# WHAT YOU WILL DO:
Nothing should be left out when you copy the entries below.

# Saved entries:
◆ ◆ ◆
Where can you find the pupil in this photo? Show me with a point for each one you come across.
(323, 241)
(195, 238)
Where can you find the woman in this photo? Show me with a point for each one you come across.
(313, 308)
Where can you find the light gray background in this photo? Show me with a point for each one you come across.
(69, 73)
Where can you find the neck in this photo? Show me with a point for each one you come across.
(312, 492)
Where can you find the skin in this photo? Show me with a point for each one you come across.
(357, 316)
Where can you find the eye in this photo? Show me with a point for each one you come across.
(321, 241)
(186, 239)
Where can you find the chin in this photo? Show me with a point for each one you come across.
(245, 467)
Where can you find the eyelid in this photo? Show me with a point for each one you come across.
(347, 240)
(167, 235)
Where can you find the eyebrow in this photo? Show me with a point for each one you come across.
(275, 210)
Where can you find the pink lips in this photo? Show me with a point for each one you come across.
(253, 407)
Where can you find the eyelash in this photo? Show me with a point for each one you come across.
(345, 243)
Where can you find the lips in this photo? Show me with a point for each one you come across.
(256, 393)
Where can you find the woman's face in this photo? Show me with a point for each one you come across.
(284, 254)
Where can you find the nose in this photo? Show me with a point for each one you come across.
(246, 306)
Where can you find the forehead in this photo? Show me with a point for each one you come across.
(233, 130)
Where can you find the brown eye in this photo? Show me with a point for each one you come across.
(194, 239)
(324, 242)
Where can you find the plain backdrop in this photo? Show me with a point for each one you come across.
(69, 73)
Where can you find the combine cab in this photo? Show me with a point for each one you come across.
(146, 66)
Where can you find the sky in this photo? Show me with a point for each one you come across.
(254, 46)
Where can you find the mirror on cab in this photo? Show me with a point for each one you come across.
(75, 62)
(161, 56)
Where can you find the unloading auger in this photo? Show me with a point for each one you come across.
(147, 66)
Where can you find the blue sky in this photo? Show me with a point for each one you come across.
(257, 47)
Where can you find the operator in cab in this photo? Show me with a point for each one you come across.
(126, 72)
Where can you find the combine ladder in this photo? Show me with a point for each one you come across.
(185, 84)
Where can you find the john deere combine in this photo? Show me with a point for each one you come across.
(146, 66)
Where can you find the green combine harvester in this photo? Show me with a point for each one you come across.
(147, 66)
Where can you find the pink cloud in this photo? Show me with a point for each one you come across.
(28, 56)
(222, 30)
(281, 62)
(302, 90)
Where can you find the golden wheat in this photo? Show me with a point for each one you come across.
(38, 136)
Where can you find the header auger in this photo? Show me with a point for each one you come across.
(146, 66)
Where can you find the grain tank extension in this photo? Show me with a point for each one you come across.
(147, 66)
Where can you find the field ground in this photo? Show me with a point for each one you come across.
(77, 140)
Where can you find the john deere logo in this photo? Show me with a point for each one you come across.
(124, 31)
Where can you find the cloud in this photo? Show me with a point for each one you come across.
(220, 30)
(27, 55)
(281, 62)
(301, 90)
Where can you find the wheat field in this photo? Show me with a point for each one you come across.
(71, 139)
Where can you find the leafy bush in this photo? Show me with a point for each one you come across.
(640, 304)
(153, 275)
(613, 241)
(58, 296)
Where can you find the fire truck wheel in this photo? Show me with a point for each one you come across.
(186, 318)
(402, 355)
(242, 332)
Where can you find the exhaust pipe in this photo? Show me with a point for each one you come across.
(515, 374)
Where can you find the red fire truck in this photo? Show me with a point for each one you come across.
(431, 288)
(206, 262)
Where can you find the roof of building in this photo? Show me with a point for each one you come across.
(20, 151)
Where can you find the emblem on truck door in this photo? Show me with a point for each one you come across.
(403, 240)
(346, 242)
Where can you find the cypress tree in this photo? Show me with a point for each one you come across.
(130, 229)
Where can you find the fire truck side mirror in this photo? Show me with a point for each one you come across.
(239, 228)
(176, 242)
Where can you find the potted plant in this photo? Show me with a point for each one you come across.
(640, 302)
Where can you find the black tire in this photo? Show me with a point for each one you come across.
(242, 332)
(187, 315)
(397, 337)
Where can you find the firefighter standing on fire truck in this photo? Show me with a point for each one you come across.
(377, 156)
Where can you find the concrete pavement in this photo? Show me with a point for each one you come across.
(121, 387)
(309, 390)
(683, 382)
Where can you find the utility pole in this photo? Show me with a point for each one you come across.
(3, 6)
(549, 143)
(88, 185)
◆ ◆ ◆
# ANSWER TO THIS PROBLEM:
Where can you find the pupil in this photo? Show me with a point for each one you come across.
(323, 241)
(195, 238)
Where can you find the woman in this photo? Show me with a point for each one you come across.
(313, 308)
Where can you find the light gray background in this photo? Show me with a point for each one you come across.
(69, 73)
Where can you find the neck in this photo? Show me with a point for each one you come across.
(312, 492)
Where can you find the skin in this photo? Show me with a point for each one you come across.
(357, 316)
Where can you find the eye in this photo? Show me with a point for each one you come across.
(321, 241)
(186, 239)
Where can you find the chin in this photo? Show me with a point for each one you come across.
(245, 467)
Where can you find the eyelid in this photo? Show me with a point for each one you come across.
(347, 240)
(167, 235)
Where can you find the eyebrow in this photo? Show me with a point for each one you come across.
(275, 210)
Where can you find the pink lips in this photo? Show me with a point for each one you come across.
(253, 407)
Where can you find the eyelash in this photo? Show me with a point for each one you come across.
(345, 243)
Where can you find the lips in this photo? Show me with a point for each one you come across.
(256, 393)
Where can you find the woman's face in this photo? Show me with a point for each one you come across.
(284, 254)
Where can you find the nose in this photo? Show me with a point for each one you come across.
(246, 306)
Where can you find the forehead in this photo? Show me with a point for each one you come across.
(233, 130)
Where can you find the brown eye in this photo? Show me with a point for each one you come across.
(194, 239)
(324, 242)
Where can you find the plain backdrop in this photo? Show me with a point for each one you come across.
(69, 73)
Where can you find the combine cab in this photo? Show me with a point for each one you come across.
(146, 66)
Where can you find the sky in this photo? Show me with a point for each one you come across.
(254, 46)
Where can you find the mirror on cab in this photo? Show me with a point for each one you come across.
(75, 62)
(161, 56)
Where can you find the unloading auger in this photo? Show me with a point for each one you come across.
(147, 66)
Where can you find the blue sky in this photo? Show me with a point for each one you come across.
(257, 47)
Where can you find the operator in cab in this photo? Show me with a point for each one you come across.
(126, 72)
Where can you find the combine ladder in this photo? Show me with a point for each one you come across.
(185, 84)
Where can you find the john deere combine in this photo? Show me with a point for each one you come across.
(146, 66)
Where can you find the green combine harvester in this photo? Show me with a point for each one you come across.
(147, 66)
Where can you find the pink cloud in this photo? Show me with a point for each one you come across.
(28, 56)
(222, 30)
(281, 62)
(302, 90)
Where can you find the golden wheat in this photo? Show me with a point for each one you come across.
(38, 136)
Where can you find the header auger in this photo? Show me with a point for each one you come across.
(146, 66)
Where can you find the grain tank extension in this photo? Show me with a point for each one you come across.
(147, 66)
Where can you find the field ground in this photo? Show me with a point for each one you come across.
(77, 140)
Where can you find the john deere logo in this photo? Show me with a point for each one you come across.
(124, 31)
Where can you find the cloud in this photo? Show me with a point for each one you come across.
(220, 30)
(27, 55)
(281, 62)
(301, 90)
Where can you find the wheat field in this photo? Show me with a point for each one you come across.
(71, 139)
Where can you find the leafy bush in this photo? Show me with a point for each one you come across.
(640, 304)
(153, 275)
(613, 241)
(58, 296)
Where can you find the fire truck wheel in this photo? Show me with a point for each one you come across.
(186, 318)
(402, 355)
(242, 332)
Where can you find the exhaust pipe in this photo? Show me with a point for each one you come across.
(515, 374)
Where can you find the red fire truck in this photo? Show me with a point for each one you come across.
(431, 288)
(206, 262)
Where can you find the roof of building in this photo? Show me with a point for each one you come across.
(20, 151)
Where can you find the emblem on truck door in this photo? Show me with a point for each one you come across.
(403, 240)
(346, 242)
Where can you find the cypress tree in this photo? Show me with a point for each one you come across.
(130, 229)
Where can you find the fire truck side mirror in this photo? Show me with a point for each one you come across.
(239, 228)
(176, 242)
Where can you find the potted plant in this photo? Show me with a point for each one you come across.
(640, 302)
Where can you find the black tire in this photo? Show me with a point for each one you come across.
(242, 332)
(187, 315)
(397, 337)
Where can you find the firefighter standing on fire truck in this photo? Show me with a point for each one you come across.
(377, 156)
Where can you find the concrete pavement in this photo? Show me with a point for each one you come across.
(121, 387)
(309, 390)
(683, 382)
Where can you find the utility pole in this photo? Show me with a point for each one you come across.
(3, 6)
(549, 143)
(88, 185)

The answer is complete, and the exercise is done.